Dataset excerpts
== Segment start ==

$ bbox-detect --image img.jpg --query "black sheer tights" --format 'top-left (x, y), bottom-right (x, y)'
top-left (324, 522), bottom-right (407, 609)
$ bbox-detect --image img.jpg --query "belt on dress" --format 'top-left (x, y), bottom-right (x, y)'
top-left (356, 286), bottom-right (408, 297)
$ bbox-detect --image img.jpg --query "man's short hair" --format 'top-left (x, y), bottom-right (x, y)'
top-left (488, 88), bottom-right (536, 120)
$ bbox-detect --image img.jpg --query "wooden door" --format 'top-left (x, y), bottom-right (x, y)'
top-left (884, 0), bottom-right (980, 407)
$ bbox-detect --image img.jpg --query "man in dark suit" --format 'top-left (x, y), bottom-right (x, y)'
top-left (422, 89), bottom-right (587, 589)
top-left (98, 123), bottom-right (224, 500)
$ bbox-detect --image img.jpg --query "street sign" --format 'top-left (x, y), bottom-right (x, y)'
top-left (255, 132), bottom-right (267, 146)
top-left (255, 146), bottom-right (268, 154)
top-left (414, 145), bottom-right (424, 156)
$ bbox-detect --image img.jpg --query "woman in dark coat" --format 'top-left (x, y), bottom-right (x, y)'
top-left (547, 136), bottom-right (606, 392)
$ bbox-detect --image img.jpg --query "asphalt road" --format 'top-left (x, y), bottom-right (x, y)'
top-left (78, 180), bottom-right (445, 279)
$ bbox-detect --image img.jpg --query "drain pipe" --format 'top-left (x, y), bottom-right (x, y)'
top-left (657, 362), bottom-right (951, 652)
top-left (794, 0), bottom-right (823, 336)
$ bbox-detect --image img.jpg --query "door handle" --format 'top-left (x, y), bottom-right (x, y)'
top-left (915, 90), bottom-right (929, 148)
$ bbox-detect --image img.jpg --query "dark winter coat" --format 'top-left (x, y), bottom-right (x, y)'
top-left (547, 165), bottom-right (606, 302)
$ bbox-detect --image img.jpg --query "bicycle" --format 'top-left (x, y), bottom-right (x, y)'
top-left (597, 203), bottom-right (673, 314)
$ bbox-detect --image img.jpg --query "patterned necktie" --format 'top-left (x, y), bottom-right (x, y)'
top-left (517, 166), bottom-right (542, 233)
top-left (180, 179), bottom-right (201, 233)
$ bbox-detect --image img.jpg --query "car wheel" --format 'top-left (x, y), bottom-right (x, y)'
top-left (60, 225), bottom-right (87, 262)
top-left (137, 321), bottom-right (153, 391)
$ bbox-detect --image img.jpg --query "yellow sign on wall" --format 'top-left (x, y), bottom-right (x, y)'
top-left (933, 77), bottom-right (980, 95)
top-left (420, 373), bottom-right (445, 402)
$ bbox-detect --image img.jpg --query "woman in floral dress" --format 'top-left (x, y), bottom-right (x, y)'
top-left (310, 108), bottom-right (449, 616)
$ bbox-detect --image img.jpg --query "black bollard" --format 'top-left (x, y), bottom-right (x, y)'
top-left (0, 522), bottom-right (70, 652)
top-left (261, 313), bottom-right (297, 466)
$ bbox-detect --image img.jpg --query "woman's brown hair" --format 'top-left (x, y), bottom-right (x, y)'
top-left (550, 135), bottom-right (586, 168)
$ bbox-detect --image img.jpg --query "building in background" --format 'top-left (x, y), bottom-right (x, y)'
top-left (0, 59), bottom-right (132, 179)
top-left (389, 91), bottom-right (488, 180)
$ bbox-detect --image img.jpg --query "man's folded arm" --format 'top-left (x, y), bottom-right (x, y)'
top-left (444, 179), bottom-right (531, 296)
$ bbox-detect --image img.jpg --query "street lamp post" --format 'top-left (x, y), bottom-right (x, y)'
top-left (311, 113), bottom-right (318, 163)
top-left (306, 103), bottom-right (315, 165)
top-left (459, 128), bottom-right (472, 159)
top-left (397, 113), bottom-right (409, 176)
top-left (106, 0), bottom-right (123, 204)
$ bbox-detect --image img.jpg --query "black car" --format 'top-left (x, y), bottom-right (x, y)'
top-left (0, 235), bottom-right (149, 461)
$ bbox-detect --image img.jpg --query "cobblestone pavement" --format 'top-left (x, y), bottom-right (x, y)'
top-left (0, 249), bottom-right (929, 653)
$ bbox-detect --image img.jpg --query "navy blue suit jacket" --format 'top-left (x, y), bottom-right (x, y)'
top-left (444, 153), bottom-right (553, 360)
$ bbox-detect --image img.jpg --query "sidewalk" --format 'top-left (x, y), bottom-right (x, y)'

== Segment end ==

Task prompt
Every entry must be given again exactly as it reads.

Solution to the exercise
$ bbox-detect --image img.jpg --query "black sheer tights" --format 'top-left (x, y), bottom-right (x, y)'
top-left (324, 522), bottom-right (407, 609)
$ bbox-detect --image img.jpg --query "belt on dress" --format 'top-left (x, y), bottom-right (x, y)'
top-left (356, 286), bottom-right (408, 297)
$ bbox-detect --image img.jpg --query "man's short hair" --format 'top-left (x, y), bottom-right (x, y)'
top-left (488, 88), bottom-right (536, 120)
$ bbox-detect --image img.jpg --query "wooden door" --format 'top-left (x, y), bottom-right (x, y)'
top-left (884, 0), bottom-right (980, 407)
$ bbox-detect --image img.jpg --query "man in dark suit" --format 'top-left (x, y), bottom-right (x, y)'
top-left (422, 89), bottom-right (587, 589)
top-left (98, 123), bottom-right (224, 500)
$ bbox-detect --image img.jpg --query "street sign" --format 'top-left (x, y), bottom-right (x, y)'
top-left (255, 132), bottom-right (267, 146)
top-left (255, 146), bottom-right (268, 154)
top-left (414, 145), bottom-right (424, 156)
$ bbox-detect --image img.jpg --query "woman in dark coat" --format 'top-left (x, y), bottom-right (x, y)'
top-left (547, 136), bottom-right (606, 392)
$ bbox-detect --image img.jpg --query "asphalt road" --format 'top-left (x, y), bottom-right (x, y)'
top-left (78, 180), bottom-right (445, 279)
$ bbox-detect --image img.jpg --query "drain pipe" --format 'top-left (x, y), bottom-right (x, y)'
top-left (657, 362), bottom-right (951, 652)
top-left (794, 0), bottom-right (823, 336)
$ bbox-detect --image img.jpg --query "door handle" --format 'top-left (x, y), bottom-right (x, y)'
top-left (915, 90), bottom-right (929, 148)
$ bbox-detect --image img.jpg --query "dark winter coat" --format 'top-left (x, y), bottom-right (x, y)'
top-left (547, 165), bottom-right (606, 302)
$ bbox-detect --image img.jpg --query "bicycle" --format 'top-left (x, y), bottom-right (x, y)'
top-left (597, 203), bottom-right (673, 314)
$ bbox-detect --image img.jpg --query "patterned necktie" --format 'top-left (x, y), bottom-right (x, y)'
top-left (517, 166), bottom-right (542, 233)
top-left (180, 179), bottom-right (201, 233)
$ bbox-detect --image img.jpg --query "car wheel" --format 'top-left (x, y), bottom-right (x, y)'
top-left (60, 225), bottom-right (87, 262)
top-left (137, 321), bottom-right (153, 391)
$ bbox-detect --image img.jpg --query "yellow sign on wall" --format 'top-left (x, y), bottom-right (x, y)'
top-left (933, 77), bottom-right (980, 95)
top-left (420, 373), bottom-right (445, 402)
$ bbox-detect --image img.jpg --query "woman in floral dress" --format 'top-left (x, y), bottom-right (x, y)'
top-left (310, 108), bottom-right (449, 616)
$ bbox-detect --image img.jpg --query "black bollard" --format 'top-left (x, y), bottom-right (x, y)'
top-left (0, 522), bottom-right (70, 652)
top-left (261, 313), bottom-right (297, 466)
$ bbox-detect --image img.jpg --query "woman's brown hair" --format 'top-left (x, y), bottom-right (x, y)'
top-left (550, 135), bottom-right (586, 168)
$ bbox-detect --image img.jpg --query "building in background" --format 'top-left (x, y), bottom-right (x, y)'
top-left (0, 59), bottom-right (132, 179)
top-left (389, 91), bottom-right (488, 180)
$ bbox-detect --image img.jpg --query "man's folded arm" --format 'top-left (x, y), bottom-right (x, y)'
top-left (444, 179), bottom-right (531, 296)
$ bbox-detect --image img.jpg --query "street lamp post" --format 'top-left (x, y), bottom-right (x, y)'
top-left (311, 113), bottom-right (318, 163)
top-left (306, 103), bottom-right (315, 165)
top-left (459, 128), bottom-right (472, 159)
top-left (397, 113), bottom-right (409, 176)
top-left (106, 0), bottom-right (123, 204)
$ bbox-detect --image img.jpg --query "black car" --format 'top-left (x, y), bottom-right (x, y)'
top-left (0, 235), bottom-right (149, 461)
$ bbox-detect --image img.jpg --query "cobblestone pavement" --format 'top-left (x, y), bottom-right (x, y)'
top-left (0, 249), bottom-right (929, 653)
$ bbox-detect --image img.jpg --query "navy blue suit jacket" --format 'top-left (x, y), bottom-right (x, y)'
top-left (444, 153), bottom-right (553, 360)
$ bbox-detect --image img.jpg --query "sidewalk" --format 'top-left (x, y), bottom-right (x, y)'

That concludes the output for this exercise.